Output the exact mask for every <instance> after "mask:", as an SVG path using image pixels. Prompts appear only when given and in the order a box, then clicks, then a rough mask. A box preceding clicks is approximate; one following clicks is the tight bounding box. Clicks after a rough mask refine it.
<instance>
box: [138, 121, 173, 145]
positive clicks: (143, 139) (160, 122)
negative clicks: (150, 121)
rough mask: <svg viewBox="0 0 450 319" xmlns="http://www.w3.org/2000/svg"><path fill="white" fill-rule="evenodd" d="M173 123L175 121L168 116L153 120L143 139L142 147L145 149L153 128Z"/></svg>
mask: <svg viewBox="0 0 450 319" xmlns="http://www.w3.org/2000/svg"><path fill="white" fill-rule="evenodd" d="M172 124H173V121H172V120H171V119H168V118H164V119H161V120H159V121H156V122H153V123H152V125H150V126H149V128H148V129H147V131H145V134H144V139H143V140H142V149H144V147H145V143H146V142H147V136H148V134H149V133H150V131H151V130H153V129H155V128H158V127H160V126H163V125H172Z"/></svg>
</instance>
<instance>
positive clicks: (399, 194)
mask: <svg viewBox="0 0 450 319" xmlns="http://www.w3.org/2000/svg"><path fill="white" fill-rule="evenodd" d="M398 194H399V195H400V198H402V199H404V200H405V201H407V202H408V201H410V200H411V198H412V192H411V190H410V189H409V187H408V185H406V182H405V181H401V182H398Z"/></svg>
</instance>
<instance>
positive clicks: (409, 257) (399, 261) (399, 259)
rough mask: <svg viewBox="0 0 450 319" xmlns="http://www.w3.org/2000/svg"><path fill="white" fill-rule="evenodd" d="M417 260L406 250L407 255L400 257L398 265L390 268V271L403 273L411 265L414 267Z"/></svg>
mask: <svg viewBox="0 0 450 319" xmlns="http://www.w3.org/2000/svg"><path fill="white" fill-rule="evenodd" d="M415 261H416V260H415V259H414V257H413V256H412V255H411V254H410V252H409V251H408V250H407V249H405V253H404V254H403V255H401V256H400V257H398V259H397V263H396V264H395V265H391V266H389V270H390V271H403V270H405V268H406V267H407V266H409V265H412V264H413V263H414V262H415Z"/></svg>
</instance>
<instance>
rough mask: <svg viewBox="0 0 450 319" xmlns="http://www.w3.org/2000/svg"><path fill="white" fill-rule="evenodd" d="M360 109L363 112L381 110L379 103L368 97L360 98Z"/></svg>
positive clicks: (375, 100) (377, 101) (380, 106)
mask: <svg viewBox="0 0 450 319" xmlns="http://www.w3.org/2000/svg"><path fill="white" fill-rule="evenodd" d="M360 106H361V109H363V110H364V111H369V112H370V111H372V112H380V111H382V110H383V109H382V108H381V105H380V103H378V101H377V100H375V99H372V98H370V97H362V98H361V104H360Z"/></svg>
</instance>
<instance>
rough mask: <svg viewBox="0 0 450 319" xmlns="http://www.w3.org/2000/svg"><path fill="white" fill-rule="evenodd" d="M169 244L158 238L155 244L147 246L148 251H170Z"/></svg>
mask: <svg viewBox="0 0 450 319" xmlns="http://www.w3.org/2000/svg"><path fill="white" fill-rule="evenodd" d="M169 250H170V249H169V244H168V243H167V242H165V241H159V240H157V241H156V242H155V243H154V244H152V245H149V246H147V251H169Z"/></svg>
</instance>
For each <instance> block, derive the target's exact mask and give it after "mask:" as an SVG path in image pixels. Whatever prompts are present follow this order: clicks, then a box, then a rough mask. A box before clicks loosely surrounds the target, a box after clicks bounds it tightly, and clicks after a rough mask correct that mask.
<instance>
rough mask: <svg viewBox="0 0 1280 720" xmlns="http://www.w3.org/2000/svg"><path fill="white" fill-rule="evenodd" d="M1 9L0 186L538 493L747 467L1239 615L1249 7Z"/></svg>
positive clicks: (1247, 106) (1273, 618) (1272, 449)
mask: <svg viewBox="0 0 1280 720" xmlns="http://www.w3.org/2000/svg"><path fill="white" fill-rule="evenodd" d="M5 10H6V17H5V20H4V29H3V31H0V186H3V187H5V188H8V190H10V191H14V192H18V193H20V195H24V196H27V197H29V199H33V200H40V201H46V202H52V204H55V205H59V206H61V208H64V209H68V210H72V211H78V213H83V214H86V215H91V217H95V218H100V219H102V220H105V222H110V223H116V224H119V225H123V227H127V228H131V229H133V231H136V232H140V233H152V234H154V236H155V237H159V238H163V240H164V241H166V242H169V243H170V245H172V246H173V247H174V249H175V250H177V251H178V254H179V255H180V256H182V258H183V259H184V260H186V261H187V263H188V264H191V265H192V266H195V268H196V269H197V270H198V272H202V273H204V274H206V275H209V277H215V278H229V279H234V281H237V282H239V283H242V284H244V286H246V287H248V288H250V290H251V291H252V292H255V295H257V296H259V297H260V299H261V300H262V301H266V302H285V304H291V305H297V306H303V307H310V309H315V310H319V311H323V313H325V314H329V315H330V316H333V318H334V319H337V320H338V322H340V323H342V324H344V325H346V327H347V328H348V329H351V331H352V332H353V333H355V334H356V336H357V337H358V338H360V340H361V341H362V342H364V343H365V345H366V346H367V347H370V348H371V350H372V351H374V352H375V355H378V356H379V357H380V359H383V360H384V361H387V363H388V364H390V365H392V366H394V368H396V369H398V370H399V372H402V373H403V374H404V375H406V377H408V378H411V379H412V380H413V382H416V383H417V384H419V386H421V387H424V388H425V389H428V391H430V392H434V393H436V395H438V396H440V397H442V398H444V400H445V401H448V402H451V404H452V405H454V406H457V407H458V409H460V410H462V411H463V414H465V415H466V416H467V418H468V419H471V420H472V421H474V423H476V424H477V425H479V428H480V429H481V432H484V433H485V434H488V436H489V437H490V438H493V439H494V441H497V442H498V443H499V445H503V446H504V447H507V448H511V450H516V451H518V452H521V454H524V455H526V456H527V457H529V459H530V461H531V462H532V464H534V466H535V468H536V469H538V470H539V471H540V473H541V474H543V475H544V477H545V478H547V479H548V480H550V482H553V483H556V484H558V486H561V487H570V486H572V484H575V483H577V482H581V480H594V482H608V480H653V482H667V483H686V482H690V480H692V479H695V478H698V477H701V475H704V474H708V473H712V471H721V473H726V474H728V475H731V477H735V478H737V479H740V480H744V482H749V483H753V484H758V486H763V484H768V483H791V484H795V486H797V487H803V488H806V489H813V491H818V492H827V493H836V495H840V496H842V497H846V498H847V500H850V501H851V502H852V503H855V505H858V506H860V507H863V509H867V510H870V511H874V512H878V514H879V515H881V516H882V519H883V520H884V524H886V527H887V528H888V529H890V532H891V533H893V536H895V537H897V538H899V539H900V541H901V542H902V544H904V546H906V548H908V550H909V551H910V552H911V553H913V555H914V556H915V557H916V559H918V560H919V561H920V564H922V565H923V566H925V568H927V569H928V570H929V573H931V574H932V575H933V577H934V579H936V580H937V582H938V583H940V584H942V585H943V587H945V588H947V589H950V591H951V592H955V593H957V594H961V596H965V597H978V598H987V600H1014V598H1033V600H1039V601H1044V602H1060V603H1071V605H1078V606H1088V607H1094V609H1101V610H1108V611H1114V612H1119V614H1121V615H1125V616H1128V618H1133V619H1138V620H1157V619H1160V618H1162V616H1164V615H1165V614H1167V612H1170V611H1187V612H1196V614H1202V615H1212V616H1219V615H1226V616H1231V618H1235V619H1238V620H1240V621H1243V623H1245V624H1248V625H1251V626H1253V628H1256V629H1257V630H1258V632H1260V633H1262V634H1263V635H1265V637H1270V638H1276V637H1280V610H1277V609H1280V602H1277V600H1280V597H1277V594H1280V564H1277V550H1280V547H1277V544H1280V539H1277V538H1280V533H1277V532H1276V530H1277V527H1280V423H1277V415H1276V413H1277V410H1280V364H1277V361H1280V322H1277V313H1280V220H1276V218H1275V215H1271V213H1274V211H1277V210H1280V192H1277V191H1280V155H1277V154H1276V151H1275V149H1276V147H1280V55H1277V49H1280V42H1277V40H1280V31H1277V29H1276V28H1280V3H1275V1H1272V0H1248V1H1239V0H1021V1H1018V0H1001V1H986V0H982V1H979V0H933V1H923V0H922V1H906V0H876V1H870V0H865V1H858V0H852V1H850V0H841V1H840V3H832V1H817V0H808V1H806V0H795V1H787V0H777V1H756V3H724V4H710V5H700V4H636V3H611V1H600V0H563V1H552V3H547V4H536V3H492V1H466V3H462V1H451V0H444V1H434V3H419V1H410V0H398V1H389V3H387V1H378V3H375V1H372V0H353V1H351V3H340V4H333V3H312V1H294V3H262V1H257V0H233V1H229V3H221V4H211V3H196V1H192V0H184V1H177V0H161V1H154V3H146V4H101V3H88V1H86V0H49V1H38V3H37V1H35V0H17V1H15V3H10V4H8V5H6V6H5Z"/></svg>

Task: For the lines above, output exactly those from the line containing "positive clicks: (409, 257)" through the line containing "109L363 112L381 110L379", and skip the others.

Output of the exercise:
positive clicks: (409, 257) (399, 261) (399, 259)
rough mask: <svg viewBox="0 0 450 319" xmlns="http://www.w3.org/2000/svg"><path fill="white" fill-rule="evenodd" d="M417 260L406 250L407 255L400 257L398 265L390 268V271L403 273L411 265L414 267Z"/></svg>
mask: <svg viewBox="0 0 450 319" xmlns="http://www.w3.org/2000/svg"><path fill="white" fill-rule="evenodd" d="M415 261H416V260H415V259H414V257H413V256H412V255H411V254H410V252H409V251H408V250H407V249H405V253H404V254H403V255H401V256H400V257H398V259H397V263H396V264H395V265H391V266H389V270H390V271H403V270H405V268H406V267H407V266H409V265H412V264H413V263H414V262H415Z"/></svg>
</instance>
<instance>
rough mask: <svg viewBox="0 0 450 319" xmlns="http://www.w3.org/2000/svg"><path fill="white" fill-rule="evenodd" d="M360 109L363 112L381 110L379 103L368 97L360 98Z"/></svg>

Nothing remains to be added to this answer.